Tareas:
1. Traduce al inglés esta oración del extracto sobre la objeción de conciencia: "No hay en esto ni el más mínimo atisbo de religiosidad, es un asunto puramente civil, pero es una cuestión decisiva."
2. Responde según el extracto sobre la objeción de conciencia:
(a) ¿De qué ministerio es el ministro que hizo de ministro de jornada?
(b) ¿Quién cuenta la anécdota de Lenin que se menciona?
(c) ¿Qué le contestó Lenin al dirigente que le señaló la contradicción?
3. Reproduce sin cambios el extracto sobre la objeción de conciencia desde "Puede decir el" hasta "se lo manden.", ambos incluidos.
======== Extracto del documento
Dentro del programa veraniego del gobierno le ha tocado al ministro de justicia hacer de ministro de jornada. Ha dicho cosas curiosas y sorprendentes, aunque la sorpresa es menor si se tiene en cuenta la elevada conciencia de superioridad que muestran estos ministros de un gobierno desvencijado pero siempre impertinente. El ministro ha dicho que no ha lugar a la objeción para los médicos en el caso del aborto. Al parecer esto le parece una cosa religiosa enteramente fuera de lugar en el ámbito civil, que es en el que él manda, aunque por delegación.
Esto me recuerda a una estupenda anécdota de Lenin que cuenta Martin Amis en su excelente libro sobre Stalin y el comunismo. El partido de Lenin siempre se había opuesto a la pena de muerte en tiempos de los zares y, como ya en el poder, habían ejecutado a unos miles, un dirigente le hizo notar a Lenin la contradicción y Lenin le contesto: “¡Bah, paparruchas!”, aunque no recuerdo si hizo algo más. Pues bien, a nuestra izquierda le parece que son paparruchas los principios que defendieron para llegar al poder, y entre ellos, la objeción de conciencia. Con ello denotan una enorme desvergüenza, pero también algo más profundo, a saber, que les importa una higa lo que puedan pensar los demás, que no respetan la ni la conciencia ni la libertad ajena, y no lo hacen porque tienen una idea meramente instrumental de la libertad y de la conciencia.
Puede decir el ministro lo que quiera, que para eso es ministro, pero cualquier persona con un mínimo de conciencia de su dignidad sabe con claramente que uno de los rasgos de la democracia liberal es el respeto inherente a la conciencia individual, respeto del que nacen todas las libertades que, de otro modo, pierden completamente su sentido. No hay en esto ni el más mínimo atisbo de religiosidad, es un asunto puramente civil, pero es una cuestión decisiva. En ello reside, precisamente, la diferencia entre una democracia liberal y un régimen absolutista, aunque el ministro aparente ignorarlo porque se lo manden.
================
======== Datos proporcionados
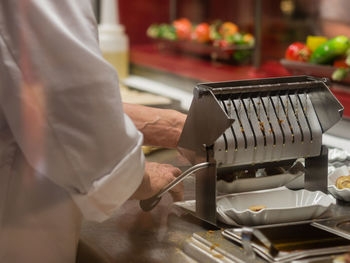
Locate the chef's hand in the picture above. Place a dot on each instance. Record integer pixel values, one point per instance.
(156, 177)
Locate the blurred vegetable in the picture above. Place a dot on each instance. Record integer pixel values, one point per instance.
(153, 31)
(167, 32)
(227, 29)
(248, 38)
(298, 52)
(313, 42)
(235, 38)
(340, 63)
(183, 28)
(327, 51)
(201, 33)
(214, 31)
(222, 43)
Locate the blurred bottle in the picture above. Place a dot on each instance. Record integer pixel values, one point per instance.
(114, 43)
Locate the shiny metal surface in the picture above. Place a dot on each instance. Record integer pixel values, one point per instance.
(151, 202)
(161, 235)
(257, 123)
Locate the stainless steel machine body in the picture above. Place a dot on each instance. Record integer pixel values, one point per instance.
(257, 123)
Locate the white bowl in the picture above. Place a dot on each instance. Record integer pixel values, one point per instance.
(342, 194)
(282, 205)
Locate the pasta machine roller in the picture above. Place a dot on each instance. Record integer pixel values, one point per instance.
(257, 123)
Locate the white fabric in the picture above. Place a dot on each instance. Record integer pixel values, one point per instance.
(63, 134)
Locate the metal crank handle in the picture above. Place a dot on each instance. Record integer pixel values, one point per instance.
(150, 203)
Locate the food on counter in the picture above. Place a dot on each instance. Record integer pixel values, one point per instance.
(312, 42)
(298, 52)
(334, 52)
(343, 182)
(256, 208)
(183, 28)
(328, 51)
(228, 29)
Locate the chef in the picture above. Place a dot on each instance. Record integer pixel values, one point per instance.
(67, 149)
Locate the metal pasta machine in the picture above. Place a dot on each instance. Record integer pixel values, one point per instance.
(257, 123)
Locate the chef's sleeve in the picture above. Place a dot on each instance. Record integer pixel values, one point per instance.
(60, 95)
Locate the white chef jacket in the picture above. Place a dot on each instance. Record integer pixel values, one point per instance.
(64, 139)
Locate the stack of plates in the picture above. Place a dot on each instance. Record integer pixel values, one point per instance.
(280, 205)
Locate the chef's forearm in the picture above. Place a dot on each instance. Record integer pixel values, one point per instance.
(160, 127)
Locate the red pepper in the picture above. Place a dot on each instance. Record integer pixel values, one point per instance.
(183, 28)
(298, 52)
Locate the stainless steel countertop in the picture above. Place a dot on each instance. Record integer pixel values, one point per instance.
(132, 235)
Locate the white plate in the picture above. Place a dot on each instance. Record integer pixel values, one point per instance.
(341, 194)
(282, 205)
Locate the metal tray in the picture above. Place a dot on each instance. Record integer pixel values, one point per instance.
(292, 241)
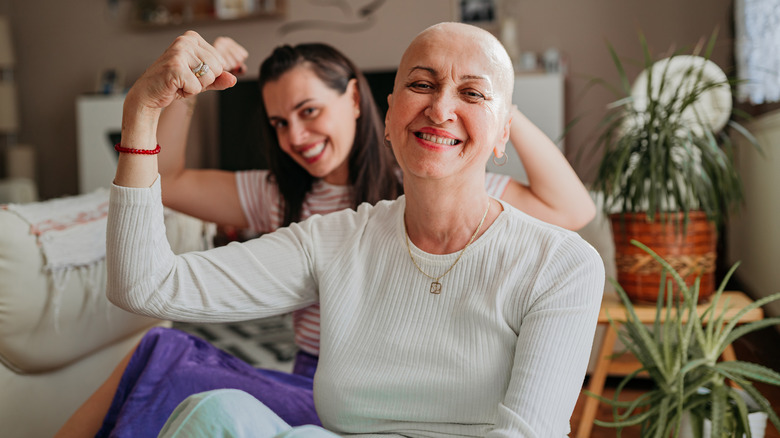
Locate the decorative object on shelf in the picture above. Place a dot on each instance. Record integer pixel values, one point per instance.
(680, 354)
(668, 167)
(171, 13)
(350, 21)
(110, 81)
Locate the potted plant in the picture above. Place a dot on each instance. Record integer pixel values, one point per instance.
(667, 175)
(680, 354)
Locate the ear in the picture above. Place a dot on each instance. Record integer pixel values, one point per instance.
(354, 91)
(501, 147)
(387, 115)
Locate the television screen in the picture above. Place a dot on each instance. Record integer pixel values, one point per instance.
(239, 125)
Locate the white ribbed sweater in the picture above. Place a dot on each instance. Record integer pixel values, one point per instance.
(501, 352)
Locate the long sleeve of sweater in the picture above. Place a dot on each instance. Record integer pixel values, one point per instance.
(226, 284)
(501, 352)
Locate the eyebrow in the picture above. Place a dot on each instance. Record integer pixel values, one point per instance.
(302, 103)
(296, 107)
(434, 73)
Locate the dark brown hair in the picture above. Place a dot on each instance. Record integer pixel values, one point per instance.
(372, 168)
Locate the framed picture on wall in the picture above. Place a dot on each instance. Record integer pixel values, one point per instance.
(482, 13)
(110, 81)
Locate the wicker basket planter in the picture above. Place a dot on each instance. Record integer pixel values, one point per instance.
(691, 251)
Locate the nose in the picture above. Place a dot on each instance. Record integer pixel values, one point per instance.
(297, 132)
(442, 108)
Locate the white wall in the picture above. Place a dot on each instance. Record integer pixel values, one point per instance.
(754, 233)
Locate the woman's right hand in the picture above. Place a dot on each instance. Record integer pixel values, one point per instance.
(171, 76)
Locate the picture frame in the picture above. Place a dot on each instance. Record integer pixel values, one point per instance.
(482, 13)
(110, 81)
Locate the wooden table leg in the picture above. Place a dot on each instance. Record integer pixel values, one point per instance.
(596, 383)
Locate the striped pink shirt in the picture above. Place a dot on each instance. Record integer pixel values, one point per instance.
(261, 202)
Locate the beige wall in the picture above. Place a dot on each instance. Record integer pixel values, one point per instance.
(61, 45)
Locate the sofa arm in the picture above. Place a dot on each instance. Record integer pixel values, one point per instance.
(43, 327)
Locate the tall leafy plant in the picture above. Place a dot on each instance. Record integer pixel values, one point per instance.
(680, 353)
(656, 159)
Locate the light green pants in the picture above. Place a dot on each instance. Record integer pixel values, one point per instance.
(231, 413)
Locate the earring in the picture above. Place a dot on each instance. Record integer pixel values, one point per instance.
(506, 158)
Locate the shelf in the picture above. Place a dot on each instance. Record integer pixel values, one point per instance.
(166, 14)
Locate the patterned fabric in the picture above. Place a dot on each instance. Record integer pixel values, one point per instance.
(261, 202)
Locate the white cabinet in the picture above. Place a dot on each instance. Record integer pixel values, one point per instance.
(99, 123)
(540, 96)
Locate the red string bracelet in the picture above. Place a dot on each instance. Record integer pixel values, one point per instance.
(119, 148)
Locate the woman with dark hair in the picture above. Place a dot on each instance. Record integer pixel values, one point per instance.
(369, 168)
(326, 153)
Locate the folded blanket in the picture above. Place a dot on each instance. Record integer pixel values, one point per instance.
(71, 232)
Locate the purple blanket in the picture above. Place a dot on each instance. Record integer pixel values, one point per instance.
(170, 365)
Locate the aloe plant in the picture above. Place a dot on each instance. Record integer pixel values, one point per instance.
(657, 161)
(680, 353)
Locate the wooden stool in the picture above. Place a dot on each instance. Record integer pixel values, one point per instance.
(624, 365)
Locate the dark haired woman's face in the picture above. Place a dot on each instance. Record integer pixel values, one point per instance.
(315, 124)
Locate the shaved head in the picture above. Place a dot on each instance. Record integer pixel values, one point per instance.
(451, 37)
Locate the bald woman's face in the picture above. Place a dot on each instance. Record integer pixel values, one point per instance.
(450, 103)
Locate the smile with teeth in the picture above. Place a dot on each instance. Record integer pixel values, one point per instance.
(313, 151)
(436, 139)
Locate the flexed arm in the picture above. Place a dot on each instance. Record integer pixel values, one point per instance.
(207, 194)
(554, 193)
(171, 77)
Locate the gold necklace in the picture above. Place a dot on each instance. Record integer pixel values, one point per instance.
(435, 284)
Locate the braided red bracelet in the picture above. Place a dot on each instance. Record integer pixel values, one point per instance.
(119, 148)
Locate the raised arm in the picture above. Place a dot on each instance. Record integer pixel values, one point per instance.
(207, 194)
(171, 77)
(554, 193)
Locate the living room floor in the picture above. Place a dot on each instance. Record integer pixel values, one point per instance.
(762, 347)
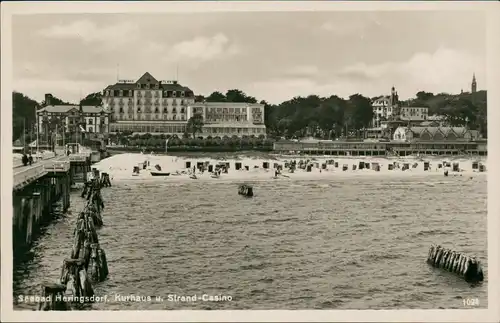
================
Respuestas por tarea:
1. There is not the slightest hint of religiosity in this; it is a purely civil matter, but it is a decisive question.

2.
(a) De justicia.
(b) Martin Amis.
(c) "¡Bah, paparruchas!"

3.
Puede decir el ministro lo que quiera, que para eso es ministro, pero cualquier persona con un mínimo de conciencia de su dignidad sabe con claramente que uno de los rasgos de la democracia liberal es el respeto inherente a la conciencia individual, respeto del que nacen todas las libertades que, de otro modo, pierden completamente su sentido. No hay en esto ni el más mínimo atisbo de religiosidad, es un asunto puramente civil, pero es una cuestión decisiva. En ello reside, precisamente, la diferencia entre una democracia liberal y un régimen absolutista, aunque el ministro aparente ignorarlo porque se lo manden.